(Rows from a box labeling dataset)
────────────────

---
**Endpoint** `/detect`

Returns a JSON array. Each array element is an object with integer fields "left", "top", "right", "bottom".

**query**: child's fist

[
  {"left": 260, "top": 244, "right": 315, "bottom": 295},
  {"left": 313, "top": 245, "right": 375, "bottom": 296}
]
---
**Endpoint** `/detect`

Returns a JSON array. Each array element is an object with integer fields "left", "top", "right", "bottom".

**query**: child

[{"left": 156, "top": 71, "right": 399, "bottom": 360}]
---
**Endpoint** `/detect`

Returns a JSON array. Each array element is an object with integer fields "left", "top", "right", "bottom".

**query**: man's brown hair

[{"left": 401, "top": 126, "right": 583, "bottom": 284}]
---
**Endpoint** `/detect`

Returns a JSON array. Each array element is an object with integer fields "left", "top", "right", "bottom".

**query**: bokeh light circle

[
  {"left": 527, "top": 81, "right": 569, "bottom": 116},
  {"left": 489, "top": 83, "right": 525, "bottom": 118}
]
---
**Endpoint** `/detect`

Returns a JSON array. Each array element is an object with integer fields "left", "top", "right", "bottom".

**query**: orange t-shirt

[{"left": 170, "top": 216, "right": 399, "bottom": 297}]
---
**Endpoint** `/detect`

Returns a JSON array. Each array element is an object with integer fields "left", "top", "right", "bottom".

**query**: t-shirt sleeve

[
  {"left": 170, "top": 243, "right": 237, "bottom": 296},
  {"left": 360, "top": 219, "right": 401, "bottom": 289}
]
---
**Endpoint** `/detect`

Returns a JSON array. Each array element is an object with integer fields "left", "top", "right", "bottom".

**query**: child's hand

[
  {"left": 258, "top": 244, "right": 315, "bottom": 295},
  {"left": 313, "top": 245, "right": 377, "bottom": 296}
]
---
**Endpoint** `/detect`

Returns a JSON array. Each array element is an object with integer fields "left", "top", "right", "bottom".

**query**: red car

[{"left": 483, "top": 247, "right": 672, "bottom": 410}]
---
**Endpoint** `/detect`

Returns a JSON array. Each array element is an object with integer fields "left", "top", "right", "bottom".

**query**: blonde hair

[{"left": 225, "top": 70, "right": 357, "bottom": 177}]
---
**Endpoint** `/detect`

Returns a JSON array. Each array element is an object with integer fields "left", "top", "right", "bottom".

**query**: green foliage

────────────────

Pull out each line of the items above that contains the string "shirt", and list those lines in the order they appear.

**query**: orange t-shirt
**query**: t-shirt sleeve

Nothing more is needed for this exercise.